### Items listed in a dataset
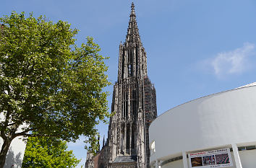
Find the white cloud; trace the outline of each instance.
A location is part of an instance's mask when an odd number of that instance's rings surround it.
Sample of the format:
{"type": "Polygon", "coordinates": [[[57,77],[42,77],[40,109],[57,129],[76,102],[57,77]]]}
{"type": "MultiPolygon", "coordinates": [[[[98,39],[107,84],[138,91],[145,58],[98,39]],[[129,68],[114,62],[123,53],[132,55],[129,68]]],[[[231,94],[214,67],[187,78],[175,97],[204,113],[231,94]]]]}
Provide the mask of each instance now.
{"type": "Polygon", "coordinates": [[[222,52],[210,61],[214,74],[218,77],[241,74],[248,69],[248,57],[255,53],[255,45],[249,43],[242,48],[229,52],[222,52]]]}

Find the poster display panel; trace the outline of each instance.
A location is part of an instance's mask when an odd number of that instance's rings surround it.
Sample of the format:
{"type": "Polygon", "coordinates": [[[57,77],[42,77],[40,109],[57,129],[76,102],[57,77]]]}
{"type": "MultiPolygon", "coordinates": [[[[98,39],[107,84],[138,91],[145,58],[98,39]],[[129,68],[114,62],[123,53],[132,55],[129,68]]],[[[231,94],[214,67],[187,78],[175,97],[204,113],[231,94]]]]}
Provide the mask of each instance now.
{"type": "Polygon", "coordinates": [[[190,168],[213,168],[232,167],[229,149],[189,154],[190,168]]]}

### Stated task
Print every line of the listing above verbatim, omitting the pictures.

### Result of the task
Find the white cloud; trace the outline of each instance.
A location is part of an instance's mask when an odd number of that instance's rings surround it.
Sample of the format:
{"type": "Polygon", "coordinates": [[[57,77],[42,77],[40,109],[57,129],[76,102],[57,77]]]}
{"type": "MultiPolygon", "coordinates": [[[[98,39],[107,84],[138,91],[145,58],[98,39]],[[129,68],[114,62],[123,53],[132,55],[129,68]]],[[[231,94],[214,67],[187,78],[175,97],[204,113],[231,94]]]]}
Provide the mask of each instance now.
{"type": "Polygon", "coordinates": [[[222,52],[210,61],[214,74],[218,77],[241,74],[248,69],[248,57],[255,53],[255,45],[249,43],[242,48],[229,52],[222,52]]]}

Find the poster display panel; trace the outline of each instance.
A location is part of an instance's mask when an odd number of that instance's rings surround it.
Sample of the format:
{"type": "Polygon", "coordinates": [[[57,77],[42,77],[40,109],[57,129],[76,102],[57,77]]]}
{"type": "MultiPolygon", "coordinates": [[[[98,39],[107,84],[138,91],[145,58],[98,39]],[[129,68],[114,62],[123,53],[132,55],[129,68]]],[[[231,94],[214,67],[187,78],[175,97],[204,113],[231,94]]]]}
Provide the mask of each instance now.
{"type": "Polygon", "coordinates": [[[190,168],[213,168],[232,167],[229,149],[189,154],[190,168]]]}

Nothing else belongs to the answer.